### Problem to solve
All of the material should be reproduced exactly, with pictures left out.
╭─ Records supplied
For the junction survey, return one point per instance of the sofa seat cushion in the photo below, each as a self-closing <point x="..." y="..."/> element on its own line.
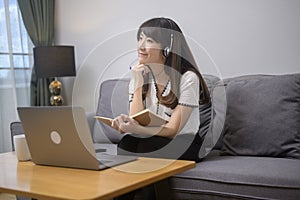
<point x="240" y="177"/>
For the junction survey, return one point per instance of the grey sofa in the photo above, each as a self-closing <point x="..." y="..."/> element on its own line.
<point x="252" y="146"/>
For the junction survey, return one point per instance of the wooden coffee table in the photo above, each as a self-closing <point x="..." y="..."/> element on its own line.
<point x="44" y="182"/>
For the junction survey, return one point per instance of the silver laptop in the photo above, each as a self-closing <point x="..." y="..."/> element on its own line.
<point x="60" y="136"/>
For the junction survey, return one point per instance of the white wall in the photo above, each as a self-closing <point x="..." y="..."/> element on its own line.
<point x="228" y="37"/>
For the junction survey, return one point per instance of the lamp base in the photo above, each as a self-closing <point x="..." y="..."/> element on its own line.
<point x="55" y="90"/>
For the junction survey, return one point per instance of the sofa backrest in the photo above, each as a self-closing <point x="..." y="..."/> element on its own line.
<point x="262" y="116"/>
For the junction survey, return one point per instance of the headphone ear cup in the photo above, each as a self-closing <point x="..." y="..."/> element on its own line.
<point x="166" y="51"/>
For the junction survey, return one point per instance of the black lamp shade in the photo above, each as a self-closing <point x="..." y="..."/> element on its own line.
<point x="54" y="61"/>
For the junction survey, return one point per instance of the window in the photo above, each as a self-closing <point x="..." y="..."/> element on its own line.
<point x="16" y="60"/>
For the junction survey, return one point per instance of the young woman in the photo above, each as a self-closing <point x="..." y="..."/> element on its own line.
<point x="166" y="80"/>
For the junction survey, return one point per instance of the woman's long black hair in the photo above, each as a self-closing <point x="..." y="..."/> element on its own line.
<point x="179" y="60"/>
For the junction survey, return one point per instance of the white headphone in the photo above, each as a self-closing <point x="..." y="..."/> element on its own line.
<point x="167" y="50"/>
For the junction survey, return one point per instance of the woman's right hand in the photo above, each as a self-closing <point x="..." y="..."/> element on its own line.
<point x="138" y="71"/>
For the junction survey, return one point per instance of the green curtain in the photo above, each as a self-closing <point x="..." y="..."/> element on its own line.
<point x="38" y="17"/>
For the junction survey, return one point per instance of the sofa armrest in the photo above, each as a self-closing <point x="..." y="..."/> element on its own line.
<point x="91" y="120"/>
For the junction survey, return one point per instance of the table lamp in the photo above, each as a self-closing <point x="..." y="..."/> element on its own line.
<point x="53" y="62"/>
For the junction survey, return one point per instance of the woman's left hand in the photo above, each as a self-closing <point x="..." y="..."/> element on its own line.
<point x="123" y="123"/>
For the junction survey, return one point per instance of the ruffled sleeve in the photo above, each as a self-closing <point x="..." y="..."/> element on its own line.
<point x="189" y="90"/>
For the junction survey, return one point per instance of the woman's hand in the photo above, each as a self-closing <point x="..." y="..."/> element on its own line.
<point x="124" y="124"/>
<point x="138" y="71"/>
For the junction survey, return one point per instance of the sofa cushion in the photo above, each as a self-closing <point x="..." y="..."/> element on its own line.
<point x="263" y="116"/>
<point x="239" y="177"/>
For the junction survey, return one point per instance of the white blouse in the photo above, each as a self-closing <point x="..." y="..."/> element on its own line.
<point x="189" y="96"/>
╰─
### Output for this exercise
For the junction survey, return one point per instance of the sofa seat cushion in the photo below, each as a self-closing <point x="..." y="..."/> element on its own line.
<point x="240" y="177"/>
For the junction survey, return one point per instance of the grey sofa in the photo above, each as a self-closing <point x="..." y="..."/> element on its own line.
<point x="252" y="146"/>
For the junction survey, return one point per instance of the wooden coffee table in the photo above, each as a self-closing <point x="..." y="..."/> element on its own line.
<point x="44" y="182"/>
For the junction survey, return one point per instance of the silver laptop in the photo above, each as a self-closing <point x="..." y="..."/> element on its own line.
<point x="60" y="136"/>
For the junction survey, return one point per instance of the white wall in the photo above, each as a self-closing <point x="..." y="..."/> element on its own line.
<point x="228" y="37"/>
For the junction survey, return one point per instance of the lamp base in the photo above, each as a self-closing <point x="..." y="..."/> element on its own line.
<point x="55" y="90"/>
For the junction survey, return one point per instance of the sofa backrest in the photo above, each as a self-closing <point x="..." y="..."/> element on its own line.
<point x="262" y="116"/>
For the junction survey, return one point per instance of the headphone ear cup in the photo above, each as a self-closing <point x="..." y="..."/> element on its own line.
<point x="166" y="51"/>
For the junction survey, return one point per instance of the black lamp shade in the photo above, each as a self-closing <point x="..." y="..."/> element on its own line.
<point x="54" y="61"/>
For the junction survey, return one point per instance of the window in the photo above, each as a self-closing <point x="..." y="..."/> element on its own line.
<point x="16" y="60"/>
For the junction survey, return one point per instance of the young woman in the photo above, each as a self-closing <point x="..." y="..."/> element on its own line.
<point x="166" y="80"/>
For the junction survey, return one point per instance of the woman's long black hair in the photo above, each as a self-closing <point x="..." y="..."/> element on its own line.
<point x="179" y="60"/>
For the junction survey, return one point per instance of the white headphone in the photo above, each as a self-closing <point x="..." y="..."/> element on its own line.
<point x="167" y="50"/>
For the junction survey, return one point per instance of the woman's right hand in the photo above, each as a self-closing <point x="..." y="..."/> element on its own line.
<point x="138" y="71"/>
For the junction survey, return one point per instance of the green curtain in the photo above, each as a self-closing <point x="..." y="..."/> element on its own line.
<point x="38" y="17"/>
For the junction survey, return one point per instance of the sofa armrest in the photo above, each as a self-closing <point x="..." y="..."/> element on its own line.
<point x="91" y="120"/>
For the junction survey, return one point per instance of the table lamp in the photo above, each as a self-closing <point x="..." y="..."/> element on its own line.
<point x="53" y="62"/>
For the junction survey, return one point per instance of the woman's left hand in the photo above, each as a self-closing <point x="..." y="..."/> element on its own line.
<point x="123" y="123"/>
For the junction survey, return one point per instance of the ruffled sleeve in the photo above, each as a self-closing <point x="..." y="..."/> element on its own line.
<point x="189" y="90"/>
For the junction survey, return one point per instance of the woman's hand in the photo above, each as a self-closing <point x="..." y="..."/> element on its own line.
<point x="124" y="124"/>
<point x="138" y="71"/>
For the junction survey, return one point per instance of the sofa cushion in the photo above, each as a self-closing <point x="..." y="..."/> element on its own line.
<point x="263" y="116"/>
<point x="239" y="177"/>
For the junction survey, return one point per instance of the white blouse in the photo above, each as a self-closing <point x="..." y="..."/> element on its own line.
<point x="189" y="96"/>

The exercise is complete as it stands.